| Zadanie |
Przepisz wiernie wszystkie wiersze poniższego listingu, niczego nie zmieniając.

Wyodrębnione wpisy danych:

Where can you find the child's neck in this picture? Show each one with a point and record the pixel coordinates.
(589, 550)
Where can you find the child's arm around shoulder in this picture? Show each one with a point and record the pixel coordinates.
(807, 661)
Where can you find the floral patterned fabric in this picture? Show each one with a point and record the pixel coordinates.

| Odpowiedź |
Where can you find the child's neck in this picture? Show each one with a point and record the pixel coordinates.
(589, 550)
Where can you find the child's arm around shoulder in this picture? Show each one with a point and record the pixel coordinates.
(807, 661)
Where can you find the floral patterned fabric in this picture? Show each one with a point and record the pixel coordinates.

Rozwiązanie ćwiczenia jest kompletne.